* Given request
Reproduce the items below with every "sample" changed to "template" and everything else left as is, omitting the pictures.

* Supplied data
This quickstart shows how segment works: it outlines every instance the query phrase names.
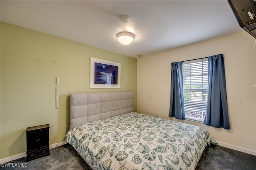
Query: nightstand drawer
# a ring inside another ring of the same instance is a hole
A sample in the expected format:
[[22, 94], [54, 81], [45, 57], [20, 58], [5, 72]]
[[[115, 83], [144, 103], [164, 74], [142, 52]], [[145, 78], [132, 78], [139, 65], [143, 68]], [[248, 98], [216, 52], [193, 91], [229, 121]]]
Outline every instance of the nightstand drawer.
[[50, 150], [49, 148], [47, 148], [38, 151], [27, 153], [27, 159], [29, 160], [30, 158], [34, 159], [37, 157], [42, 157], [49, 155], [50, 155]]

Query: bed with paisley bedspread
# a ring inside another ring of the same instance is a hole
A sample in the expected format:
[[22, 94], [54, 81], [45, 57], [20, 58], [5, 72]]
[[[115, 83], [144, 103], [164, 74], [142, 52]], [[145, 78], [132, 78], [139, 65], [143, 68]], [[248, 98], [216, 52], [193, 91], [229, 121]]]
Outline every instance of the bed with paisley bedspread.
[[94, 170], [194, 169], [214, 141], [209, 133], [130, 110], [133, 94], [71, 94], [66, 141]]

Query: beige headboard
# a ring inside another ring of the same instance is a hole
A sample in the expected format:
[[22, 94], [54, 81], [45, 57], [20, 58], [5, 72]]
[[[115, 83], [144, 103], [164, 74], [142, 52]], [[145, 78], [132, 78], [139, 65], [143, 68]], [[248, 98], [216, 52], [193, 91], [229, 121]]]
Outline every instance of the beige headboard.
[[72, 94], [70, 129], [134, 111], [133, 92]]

* Result
This quickstart shows how segment works: it outlines every instance the query phrase names.
Query: nightstand drawer
# a ring inside another ring of the same instance is a hole
A template in the expected format:
[[22, 94], [54, 81], [45, 57], [20, 58], [5, 72]]
[[[115, 83], [144, 103], [164, 74], [142, 52]], [[145, 78], [132, 78], [139, 65], [143, 68]], [[248, 98], [216, 52], [193, 91], [229, 121]]]
Outline every instance of the nightstand drawer.
[[50, 150], [49, 148], [47, 148], [38, 151], [27, 153], [27, 159], [29, 160], [30, 158], [34, 159], [37, 157], [42, 157], [49, 155], [50, 155]]

Query: bed with paisley bedspread
# a ring inside another ring of the same instance is a hole
A template in the expected format:
[[22, 94], [54, 81], [45, 57], [20, 58], [5, 72]]
[[[115, 83], [144, 103], [164, 74], [142, 52]], [[145, 78], [132, 78], [139, 65], [143, 68]], [[248, 98], [216, 52], [193, 91], [229, 121]]]
Outline every instance of the bed with paisley bedspread.
[[94, 170], [194, 169], [214, 141], [209, 133], [130, 110], [133, 94], [71, 94], [66, 141]]

Query: beige headboard
# a ring inside another ring of the same instance is a hole
A template in the expected format:
[[22, 94], [54, 81], [45, 57], [20, 58], [5, 72]]
[[[115, 83], [144, 103], [164, 74], [142, 52]], [[145, 78], [132, 78], [139, 65], [143, 68]], [[248, 98], [216, 52], [193, 91], [229, 121]]]
Outline every instance of the beige headboard.
[[72, 94], [70, 129], [134, 111], [133, 92]]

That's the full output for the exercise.